Fragment dokumentu:

※ ※ ※

Wanda - Motor: Naszym celem wciąż jest walka o utrzymanie (komentarze)
Speed Car Motor Lublin nie sprawił niespodzianki i pokonał krakowską Arge Speedway Wandę na jej torze 64:26. W drużynie Dariusza Śledzia nie było słabych punktów. Gospodarze z kolei nie odnieśli ani jednego biegowego zwycięstwa.
Paweł Miesiąc (Speed Car Motor Lublin): Dziękuję za fajne spotkanie. Pojeździliśmy trochę. Widowisko było, bo też kilka mijanek było. Nie można od razu powiedzieć, że był to mecz do jednej bramki, mimo że wynik pokazuje co innego. Naprawdę byliśmy uczestnikami dobrego ścigania. Najważniejsze, że wszyscy po meczu jesteśmy cali i szczęśliwi. W tych nastrojach jedziemy dalej.

※ ※ ※

(Wpisy dotyczące odnajdywania nazwanych rzeczy)
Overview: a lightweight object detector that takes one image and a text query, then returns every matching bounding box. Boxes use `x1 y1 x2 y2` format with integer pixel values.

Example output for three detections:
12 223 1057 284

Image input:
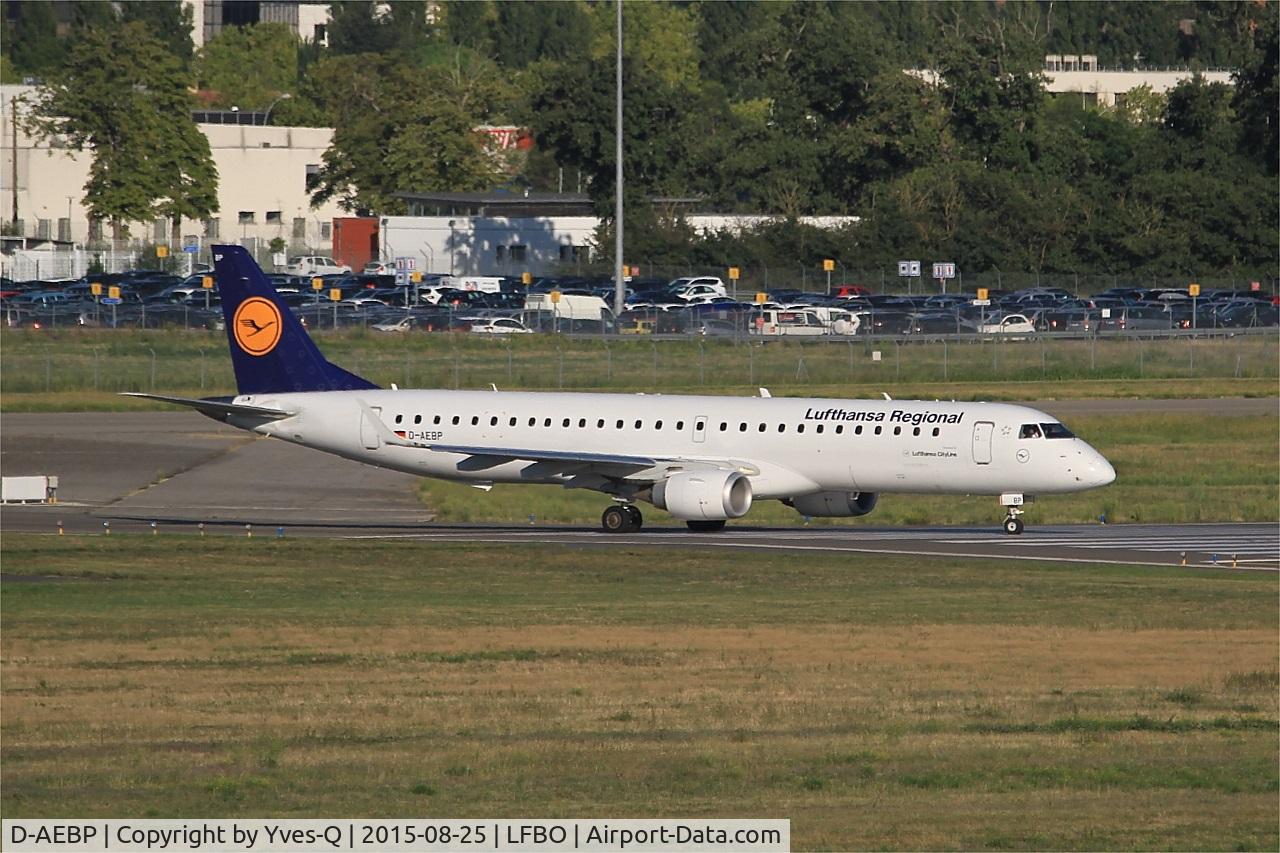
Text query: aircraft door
973 420 996 465
360 406 383 450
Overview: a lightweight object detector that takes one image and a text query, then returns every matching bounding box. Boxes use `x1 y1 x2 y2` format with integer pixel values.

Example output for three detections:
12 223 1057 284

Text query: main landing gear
600 503 644 533
1000 494 1034 537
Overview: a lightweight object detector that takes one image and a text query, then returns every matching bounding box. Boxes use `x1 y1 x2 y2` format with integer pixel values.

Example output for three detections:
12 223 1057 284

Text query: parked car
462 316 534 334
978 314 1036 334
284 255 351 275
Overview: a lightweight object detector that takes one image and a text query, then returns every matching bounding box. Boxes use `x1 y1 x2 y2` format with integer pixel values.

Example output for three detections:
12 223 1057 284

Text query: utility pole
9 95 22 229
613 0 626 318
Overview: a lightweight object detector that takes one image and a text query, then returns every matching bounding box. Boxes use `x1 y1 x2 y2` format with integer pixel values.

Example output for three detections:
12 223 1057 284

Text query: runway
0 400 1280 563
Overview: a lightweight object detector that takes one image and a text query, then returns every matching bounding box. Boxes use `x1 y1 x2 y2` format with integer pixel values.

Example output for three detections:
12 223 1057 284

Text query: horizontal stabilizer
122 391 293 420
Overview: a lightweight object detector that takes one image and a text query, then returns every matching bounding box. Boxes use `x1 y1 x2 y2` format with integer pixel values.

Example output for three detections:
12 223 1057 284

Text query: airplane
131 246 1115 534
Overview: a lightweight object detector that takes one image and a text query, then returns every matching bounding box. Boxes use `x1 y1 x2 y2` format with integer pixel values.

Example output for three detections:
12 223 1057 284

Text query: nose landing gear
1000 494 1036 537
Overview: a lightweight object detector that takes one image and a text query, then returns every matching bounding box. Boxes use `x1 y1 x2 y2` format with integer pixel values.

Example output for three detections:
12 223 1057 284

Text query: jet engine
653 471 751 521
785 492 879 519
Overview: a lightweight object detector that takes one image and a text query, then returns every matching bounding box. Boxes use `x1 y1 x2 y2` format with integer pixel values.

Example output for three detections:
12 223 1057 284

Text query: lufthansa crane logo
233 296 280 356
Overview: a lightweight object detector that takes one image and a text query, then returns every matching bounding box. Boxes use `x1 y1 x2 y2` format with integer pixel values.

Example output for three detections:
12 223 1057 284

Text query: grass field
0 534 1280 849
420 414 1280 526
0 329 1280 411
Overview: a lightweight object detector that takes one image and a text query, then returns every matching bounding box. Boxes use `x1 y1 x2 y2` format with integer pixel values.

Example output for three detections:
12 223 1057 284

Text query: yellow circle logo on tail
232 296 280 356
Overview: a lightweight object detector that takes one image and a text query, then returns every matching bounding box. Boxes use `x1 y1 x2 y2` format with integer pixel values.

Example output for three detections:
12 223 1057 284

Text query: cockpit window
1041 424 1075 438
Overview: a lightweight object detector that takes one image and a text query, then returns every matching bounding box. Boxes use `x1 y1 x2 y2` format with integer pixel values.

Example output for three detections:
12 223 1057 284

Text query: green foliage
196 23 298 110
3 3 63 77
31 20 218 235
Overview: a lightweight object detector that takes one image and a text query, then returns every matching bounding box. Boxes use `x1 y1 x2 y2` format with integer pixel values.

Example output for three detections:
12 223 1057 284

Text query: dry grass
3 537 1280 849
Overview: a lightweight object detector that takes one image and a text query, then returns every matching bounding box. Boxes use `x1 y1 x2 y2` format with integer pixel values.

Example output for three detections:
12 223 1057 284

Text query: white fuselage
229 389 1115 500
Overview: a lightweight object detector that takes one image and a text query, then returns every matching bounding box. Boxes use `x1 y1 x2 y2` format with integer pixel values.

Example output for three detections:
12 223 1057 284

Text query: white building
0 86 343 261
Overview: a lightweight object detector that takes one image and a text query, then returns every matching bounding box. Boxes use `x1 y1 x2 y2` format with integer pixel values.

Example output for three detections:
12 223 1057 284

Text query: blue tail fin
212 246 378 394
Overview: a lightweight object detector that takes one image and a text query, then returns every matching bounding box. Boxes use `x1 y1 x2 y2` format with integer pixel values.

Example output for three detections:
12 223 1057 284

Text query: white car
667 275 728 300
978 314 1036 334
468 316 534 334
284 255 351 275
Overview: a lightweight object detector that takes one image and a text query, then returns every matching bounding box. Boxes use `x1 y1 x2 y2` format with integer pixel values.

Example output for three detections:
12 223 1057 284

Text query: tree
195 23 298 110
31 22 218 236
4 3 63 76
119 0 195 68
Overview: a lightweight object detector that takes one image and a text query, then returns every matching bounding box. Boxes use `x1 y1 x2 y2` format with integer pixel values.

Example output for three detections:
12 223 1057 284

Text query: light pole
262 92 293 126
449 219 456 277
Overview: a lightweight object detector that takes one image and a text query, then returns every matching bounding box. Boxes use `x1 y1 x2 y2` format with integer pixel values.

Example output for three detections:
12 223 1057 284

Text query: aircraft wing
120 391 294 420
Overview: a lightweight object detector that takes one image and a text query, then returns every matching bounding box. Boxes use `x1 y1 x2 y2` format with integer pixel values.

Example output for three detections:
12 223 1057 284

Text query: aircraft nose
1089 451 1116 485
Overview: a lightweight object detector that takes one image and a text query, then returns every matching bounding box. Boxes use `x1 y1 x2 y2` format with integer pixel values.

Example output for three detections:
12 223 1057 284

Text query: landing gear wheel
600 503 631 533
685 520 724 533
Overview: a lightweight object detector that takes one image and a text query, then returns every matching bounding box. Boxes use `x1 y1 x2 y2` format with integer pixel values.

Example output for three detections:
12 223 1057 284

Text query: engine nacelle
787 492 879 519
653 471 751 521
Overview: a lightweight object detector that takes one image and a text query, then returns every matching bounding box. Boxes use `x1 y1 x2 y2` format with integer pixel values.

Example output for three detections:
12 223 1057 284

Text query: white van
746 303 828 337
284 255 351 275
440 275 502 293
525 293 613 323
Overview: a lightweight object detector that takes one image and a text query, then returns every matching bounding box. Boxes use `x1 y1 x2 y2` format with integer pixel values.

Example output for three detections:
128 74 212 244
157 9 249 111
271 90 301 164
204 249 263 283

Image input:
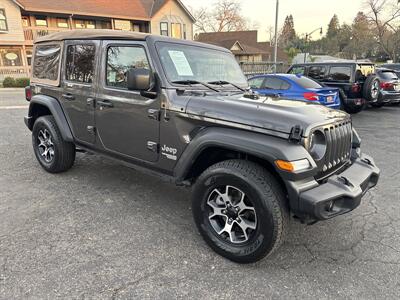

※ ※ ※

Zadania do wykonania:
a: Wypisz z fragmentu dokumentu wszystkie czasowniki w pierwszej osobie liczby mnogiej, których użył Paweł Miesiąc w swojej wypowiedzi.
b: Jakim wynikiem zakończył się mecz opisany we fragmencie dokumentu?
Materiał nie ma żadnego związku z fragmentem dokumentu.

Rozwiązania zadań:
a: Pojeździliśmy, byliśmy, jesteśmy, jedziemy.

b: Speed Car Motor Lublin pokonał Arge Speedway Wandę 64:26.